# [GOAL]
Return, verbatim and with nothing else, the lines of the data starting at the line that contains "Confirm that each instance of the sky" and stopping after the line that contains "pixel 425 105", with both of those lines included.

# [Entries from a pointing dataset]
_ _ _ _
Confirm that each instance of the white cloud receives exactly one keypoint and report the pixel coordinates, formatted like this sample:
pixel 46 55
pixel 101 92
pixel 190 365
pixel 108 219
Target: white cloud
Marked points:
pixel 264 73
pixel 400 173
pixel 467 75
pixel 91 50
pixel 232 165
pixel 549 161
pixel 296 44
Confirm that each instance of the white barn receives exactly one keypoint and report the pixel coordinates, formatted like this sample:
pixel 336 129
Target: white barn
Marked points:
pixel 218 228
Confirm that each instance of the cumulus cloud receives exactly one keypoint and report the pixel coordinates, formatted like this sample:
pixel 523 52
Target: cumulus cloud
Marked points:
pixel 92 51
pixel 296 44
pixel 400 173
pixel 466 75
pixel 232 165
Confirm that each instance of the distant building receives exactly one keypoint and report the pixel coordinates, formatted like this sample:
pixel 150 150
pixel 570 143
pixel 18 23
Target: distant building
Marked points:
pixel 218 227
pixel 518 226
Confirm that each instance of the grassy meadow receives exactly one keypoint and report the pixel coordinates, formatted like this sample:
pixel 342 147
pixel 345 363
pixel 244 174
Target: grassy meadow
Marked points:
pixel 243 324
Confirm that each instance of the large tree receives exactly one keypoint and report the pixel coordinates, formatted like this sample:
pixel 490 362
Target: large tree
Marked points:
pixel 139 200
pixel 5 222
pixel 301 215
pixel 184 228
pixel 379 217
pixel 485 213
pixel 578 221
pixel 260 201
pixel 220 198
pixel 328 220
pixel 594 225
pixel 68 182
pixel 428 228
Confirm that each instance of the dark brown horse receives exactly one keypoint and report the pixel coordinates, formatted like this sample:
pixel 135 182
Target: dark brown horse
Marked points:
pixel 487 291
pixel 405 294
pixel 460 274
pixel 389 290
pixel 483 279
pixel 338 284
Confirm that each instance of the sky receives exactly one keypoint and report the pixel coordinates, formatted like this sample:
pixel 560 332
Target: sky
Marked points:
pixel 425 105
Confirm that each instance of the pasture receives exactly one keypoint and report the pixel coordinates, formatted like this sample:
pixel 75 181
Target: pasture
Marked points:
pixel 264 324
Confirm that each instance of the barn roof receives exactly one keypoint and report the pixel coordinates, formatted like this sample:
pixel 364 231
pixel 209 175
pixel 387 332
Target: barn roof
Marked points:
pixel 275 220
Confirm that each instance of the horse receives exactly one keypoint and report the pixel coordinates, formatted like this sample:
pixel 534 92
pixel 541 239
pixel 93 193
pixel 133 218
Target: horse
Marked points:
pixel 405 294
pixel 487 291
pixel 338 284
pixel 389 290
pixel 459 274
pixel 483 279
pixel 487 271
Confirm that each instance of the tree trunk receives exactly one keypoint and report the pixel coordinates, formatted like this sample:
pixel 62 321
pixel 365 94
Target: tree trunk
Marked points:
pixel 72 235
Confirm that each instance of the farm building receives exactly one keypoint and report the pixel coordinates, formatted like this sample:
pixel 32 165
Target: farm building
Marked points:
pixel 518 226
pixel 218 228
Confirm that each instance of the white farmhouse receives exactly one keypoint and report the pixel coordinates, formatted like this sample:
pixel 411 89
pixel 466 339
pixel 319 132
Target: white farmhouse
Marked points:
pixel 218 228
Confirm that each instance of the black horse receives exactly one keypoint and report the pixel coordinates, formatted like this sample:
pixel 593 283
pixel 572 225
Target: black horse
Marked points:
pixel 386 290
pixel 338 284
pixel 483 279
_ _ _ _
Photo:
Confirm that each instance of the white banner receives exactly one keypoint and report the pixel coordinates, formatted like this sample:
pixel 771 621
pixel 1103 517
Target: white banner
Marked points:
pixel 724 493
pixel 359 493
_ _ _ _
# [RESPONSE TO THIS TASK]
Confirm that each instance of the sky receives exactly one keypoint and report the pixel coordinates, formatted like this sample:
pixel 560 332
Target: sky
Marked points:
pixel 425 105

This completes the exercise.